--- Data supplied ---
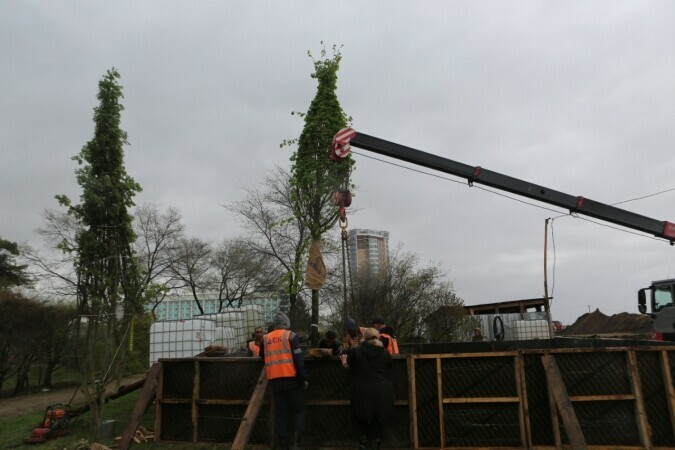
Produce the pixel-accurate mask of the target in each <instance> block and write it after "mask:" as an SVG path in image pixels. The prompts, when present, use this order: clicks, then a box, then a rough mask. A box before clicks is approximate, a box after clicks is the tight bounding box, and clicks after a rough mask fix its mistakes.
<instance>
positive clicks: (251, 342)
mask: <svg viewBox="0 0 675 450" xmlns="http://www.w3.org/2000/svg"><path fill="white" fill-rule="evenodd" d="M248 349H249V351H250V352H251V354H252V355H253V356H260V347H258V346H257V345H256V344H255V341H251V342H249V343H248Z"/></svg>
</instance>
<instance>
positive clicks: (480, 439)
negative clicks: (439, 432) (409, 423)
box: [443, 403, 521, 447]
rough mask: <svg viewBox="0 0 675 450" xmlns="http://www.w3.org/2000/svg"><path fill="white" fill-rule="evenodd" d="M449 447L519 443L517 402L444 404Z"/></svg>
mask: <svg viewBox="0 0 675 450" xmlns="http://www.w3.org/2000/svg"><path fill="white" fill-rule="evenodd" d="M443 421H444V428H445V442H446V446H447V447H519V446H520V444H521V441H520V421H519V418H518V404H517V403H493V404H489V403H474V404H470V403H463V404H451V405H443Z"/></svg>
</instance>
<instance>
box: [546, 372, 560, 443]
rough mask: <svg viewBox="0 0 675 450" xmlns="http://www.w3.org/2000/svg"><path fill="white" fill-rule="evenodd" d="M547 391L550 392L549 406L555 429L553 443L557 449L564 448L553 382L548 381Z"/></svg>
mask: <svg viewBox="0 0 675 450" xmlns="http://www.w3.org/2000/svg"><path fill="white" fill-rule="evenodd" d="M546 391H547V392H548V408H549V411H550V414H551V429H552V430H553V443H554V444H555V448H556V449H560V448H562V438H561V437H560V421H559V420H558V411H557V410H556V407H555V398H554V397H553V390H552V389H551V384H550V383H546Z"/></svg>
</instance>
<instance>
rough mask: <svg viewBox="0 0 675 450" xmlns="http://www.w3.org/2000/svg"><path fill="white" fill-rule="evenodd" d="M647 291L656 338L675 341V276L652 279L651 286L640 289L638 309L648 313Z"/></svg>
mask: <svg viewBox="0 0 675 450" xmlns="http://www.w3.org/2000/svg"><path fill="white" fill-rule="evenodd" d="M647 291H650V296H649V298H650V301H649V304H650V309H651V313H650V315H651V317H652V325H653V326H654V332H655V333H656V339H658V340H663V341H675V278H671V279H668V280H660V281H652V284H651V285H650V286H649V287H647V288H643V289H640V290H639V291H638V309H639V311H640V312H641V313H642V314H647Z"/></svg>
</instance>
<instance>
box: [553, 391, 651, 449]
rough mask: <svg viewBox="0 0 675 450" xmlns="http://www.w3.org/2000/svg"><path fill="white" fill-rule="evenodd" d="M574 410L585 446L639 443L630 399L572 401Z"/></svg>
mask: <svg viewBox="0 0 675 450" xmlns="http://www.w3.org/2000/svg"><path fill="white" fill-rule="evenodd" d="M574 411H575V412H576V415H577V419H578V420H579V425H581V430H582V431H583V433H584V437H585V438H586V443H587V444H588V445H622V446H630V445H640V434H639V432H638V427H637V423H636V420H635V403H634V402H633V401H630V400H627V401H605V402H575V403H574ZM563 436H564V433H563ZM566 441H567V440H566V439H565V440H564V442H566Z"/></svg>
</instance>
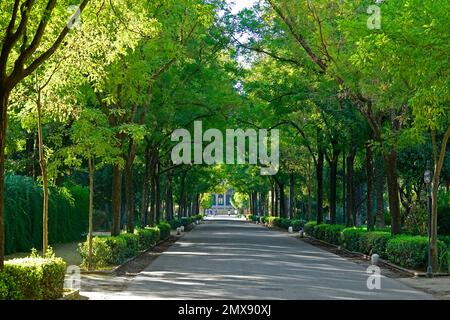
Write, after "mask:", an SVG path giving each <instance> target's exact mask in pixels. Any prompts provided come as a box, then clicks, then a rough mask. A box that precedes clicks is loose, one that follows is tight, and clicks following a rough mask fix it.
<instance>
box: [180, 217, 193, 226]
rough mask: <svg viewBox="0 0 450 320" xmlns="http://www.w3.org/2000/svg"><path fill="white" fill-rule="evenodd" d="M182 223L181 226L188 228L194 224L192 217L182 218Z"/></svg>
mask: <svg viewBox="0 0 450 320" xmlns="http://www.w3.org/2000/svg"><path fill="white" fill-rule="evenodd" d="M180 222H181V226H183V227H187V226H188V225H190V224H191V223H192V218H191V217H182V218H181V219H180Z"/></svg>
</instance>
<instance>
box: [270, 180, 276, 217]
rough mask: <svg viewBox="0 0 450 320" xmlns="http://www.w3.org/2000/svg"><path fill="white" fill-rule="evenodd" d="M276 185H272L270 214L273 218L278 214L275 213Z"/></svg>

--- Exercise objective ---
Give the count of lines in the data shown above that contain "after", and nothing else.

--- Answer area ---
2